Dataset entries:
------

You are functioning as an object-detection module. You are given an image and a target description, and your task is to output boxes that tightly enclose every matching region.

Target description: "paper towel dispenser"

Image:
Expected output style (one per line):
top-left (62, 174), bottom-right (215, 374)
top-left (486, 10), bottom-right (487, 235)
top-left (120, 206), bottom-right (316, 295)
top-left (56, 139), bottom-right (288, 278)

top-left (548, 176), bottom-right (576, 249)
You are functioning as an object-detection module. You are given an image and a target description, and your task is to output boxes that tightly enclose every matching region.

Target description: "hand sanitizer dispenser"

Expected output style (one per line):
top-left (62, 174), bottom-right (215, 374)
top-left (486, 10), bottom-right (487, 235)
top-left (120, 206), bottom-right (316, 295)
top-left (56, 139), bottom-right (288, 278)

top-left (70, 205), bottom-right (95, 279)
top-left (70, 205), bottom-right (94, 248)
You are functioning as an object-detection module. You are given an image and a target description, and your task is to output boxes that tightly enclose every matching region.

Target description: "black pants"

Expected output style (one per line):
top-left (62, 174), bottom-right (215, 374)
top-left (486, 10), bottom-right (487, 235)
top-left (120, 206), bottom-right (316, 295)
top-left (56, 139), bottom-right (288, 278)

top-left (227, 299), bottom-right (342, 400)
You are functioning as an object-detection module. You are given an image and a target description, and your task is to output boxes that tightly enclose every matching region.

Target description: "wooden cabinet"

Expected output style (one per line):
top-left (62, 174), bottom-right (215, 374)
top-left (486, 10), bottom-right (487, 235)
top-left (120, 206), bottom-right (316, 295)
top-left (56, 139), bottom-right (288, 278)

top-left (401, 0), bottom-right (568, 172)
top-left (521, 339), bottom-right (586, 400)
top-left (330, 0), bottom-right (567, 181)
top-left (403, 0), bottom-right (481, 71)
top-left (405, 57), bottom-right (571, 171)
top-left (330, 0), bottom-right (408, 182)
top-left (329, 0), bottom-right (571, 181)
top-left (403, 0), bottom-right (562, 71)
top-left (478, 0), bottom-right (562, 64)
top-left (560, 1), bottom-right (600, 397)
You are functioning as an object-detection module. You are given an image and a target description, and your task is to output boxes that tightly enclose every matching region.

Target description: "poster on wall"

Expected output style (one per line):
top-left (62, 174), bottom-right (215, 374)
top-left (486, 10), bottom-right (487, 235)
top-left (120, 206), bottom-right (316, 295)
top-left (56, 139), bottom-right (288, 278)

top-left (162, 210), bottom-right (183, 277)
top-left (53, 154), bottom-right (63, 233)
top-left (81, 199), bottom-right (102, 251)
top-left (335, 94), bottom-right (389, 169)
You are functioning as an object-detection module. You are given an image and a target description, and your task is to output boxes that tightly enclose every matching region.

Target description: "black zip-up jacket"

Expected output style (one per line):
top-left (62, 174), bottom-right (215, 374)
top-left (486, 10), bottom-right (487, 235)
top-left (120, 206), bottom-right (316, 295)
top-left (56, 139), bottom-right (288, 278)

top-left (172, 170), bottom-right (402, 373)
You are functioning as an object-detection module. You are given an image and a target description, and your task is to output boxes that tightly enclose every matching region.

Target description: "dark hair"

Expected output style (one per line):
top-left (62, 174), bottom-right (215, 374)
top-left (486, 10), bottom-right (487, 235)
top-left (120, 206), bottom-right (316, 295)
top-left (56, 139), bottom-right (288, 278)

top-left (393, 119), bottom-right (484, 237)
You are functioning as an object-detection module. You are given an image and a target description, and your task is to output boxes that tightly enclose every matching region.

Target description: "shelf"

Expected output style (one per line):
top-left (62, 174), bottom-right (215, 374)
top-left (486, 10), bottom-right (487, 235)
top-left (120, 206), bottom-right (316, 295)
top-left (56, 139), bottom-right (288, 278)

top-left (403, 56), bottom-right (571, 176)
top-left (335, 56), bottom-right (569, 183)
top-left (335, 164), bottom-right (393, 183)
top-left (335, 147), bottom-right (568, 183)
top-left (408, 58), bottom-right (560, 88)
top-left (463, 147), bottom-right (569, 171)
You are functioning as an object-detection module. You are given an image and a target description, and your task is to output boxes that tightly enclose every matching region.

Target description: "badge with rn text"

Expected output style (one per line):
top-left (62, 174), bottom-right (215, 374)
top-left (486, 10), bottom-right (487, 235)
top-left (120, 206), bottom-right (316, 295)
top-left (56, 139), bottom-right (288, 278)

------

About this task: Keeping every line exactly as it is, retype the entries shown above.

Reply to the task:
You are functioning as an object-detection module. You are given an image and a target description, and your task is to output boxes that tightly enclose every matching region.

Target description: "paper towel dispenser"

Image:
Expected output style (one per line):
top-left (62, 174), bottom-right (215, 374)
top-left (486, 10), bottom-right (487, 235)
top-left (120, 206), bottom-right (316, 295)
top-left (56, 139), bottom-right (288, 278)

top-left (548, 176), bottom-right (576, 249)
You are functioning as an object-detection module. You are given an image and a target description, and your task is to output boxes that tightly enclose every matching region.

Target description: "hand sanitizer dispenser"

Expected output style (one per line):
top-left (62, 174), bottom-right (215, 374)
top-left (486, 10), bottom-right (487, 235)
top-left (120, 206), bottom-right (316, 295)
top-left (56, 139), bottom-right (288, 278)

top-left (70, 205), bottom-right (95, 279)
top-left (70, 205), bottom-right (94, 248)
You are functioning as an object-detection module. You are given an image and a target description, and your task is to output boxes that tightly enclose every matching region.

Target description: "black pants"

Expected output style (one per line):
top-left (62, 174), bottom-right (215, 374)
top-left (486, 10), bottom-right (487, 235)
top-left (120, 206), bottom-right (316, 295)
top-left (56, 139), bottom-right (288, 278)

top-left (227, 299), bottom-right (342, 400)
You are functioning as an object-detection module. You are given an image and a target description, and your task is to output boxes that tightly enclose every matching region.

Target description: "wooden cabinet"

Expected output style (one per line):
top-left (62, 174), bottom-right (215, 374)
top-left (486, 10), bottom-right (487, 235)
top-left (120, 206), bottom-right (316, 295)
top-left (56, 139), bottom-right (288, 278)

top-left (401, 0), bottom-right (568, 172)
top-left (521, 339), bottom-right (586, 400)
top-left (330, 0), bottom-right (567, 181)
top-left (403, 0), bottom-right (481, 71)
top-left (405, 57), bottom-right (571, 171)
top-left (330, 0), bottom-right (408, 182)
top-left (329, 0), bottom-right (571, 181)
top-left (403, 0), bottom-right (562, 71)
top-left (478, 0), bottom-right (562, 64)
top-left (560, 1), bottom-right (600, 397)
You are functioning as an object-detection module. You are given an image and a target description, and your task is to output boxes that tightly enclose every matching region.

Target description: "poster on wall"

Expected output style (one per line):
top-left (62, 174), bottom-right (215, 374)
top-left (486, 10), bottom-right (487, 235)
top-left (120, 206), bottom-right (316, 295)
top-left (56, 139), bottom-right (288, 278)

top-left (162, 210), bottom-right (183, 277)
top-left (53, 154), bottom-right (63, 233)
top-left (81, 199), bottom-right (102, 251)
top-left (335, 94), bottom-right (389, 169)
You are functioning as an object-detection module. You are given an image and a target description, and your task is to output boxes that tightly enclose every matching region.

Target description: "black zip-up jacket"

Expected output style (one per line):
top-left (62, 174), bottom-right (215, 374)
top-left (486, 10), bottom-right (487, 235)
top-left (120, 206), bottom-right (316, 295)
top-left (56, 139), bottom-right (288, 278)

top-left (172, 170), bottom-right (402, 373)
You are functioning as an object-detection module. You are given an image and a target description, and your task is to output boxes that tightly enclose every matching region.

Target description: "dark hair"

Expected output style (one per line):
top-left (62, 174), bottom-right (215, 374)
top-left (486, 10), bottom-right (487, 235)
top-left (120, 206), bottom-right (316, 295)
top-left (56, 139), bottom-right (288, 278)

top-left (393, 119), bottom-right (484, 237)
You are functioning as an object-detection module. You are given an image and a target description, and your task is to output boxes that tightly enclose every matching region.

Target description: "shelf"

Expected output style (one per line):
top-left (62, 174), bottom-right (215, 374)
top-left (486, 10), bottom-right (487, 235)
top-left (120, 206), bottom-right (316, 295)
top-left (56, 139), bottom-right (288, 278)

top-left (403, 56), bottom-right (571, 176)
top-left (335, 56), bottom-right (569, 183)
top-left (335, 164), bottom-right (393, 183)
top-left (335, 147), bottom-right (568, 183)
top-left (408, 58), bottom-right (560, 88)
top-left (463, 147), bottom-right (569, 171)
You are functioning as an object-detection module. You are given an image and a target description, and your task is to output boxes that tightly enclose every matching region.

Target description: "badge with rn text"

Expected output style (one per line):
top-left (62, 174), bottom-right (215, 374)
top-left (486, 10), bottom-right (487, 235)
top-left (120, 206), bottom-right (316, 295)
top-left (56, 139), bottom-right (288, 278)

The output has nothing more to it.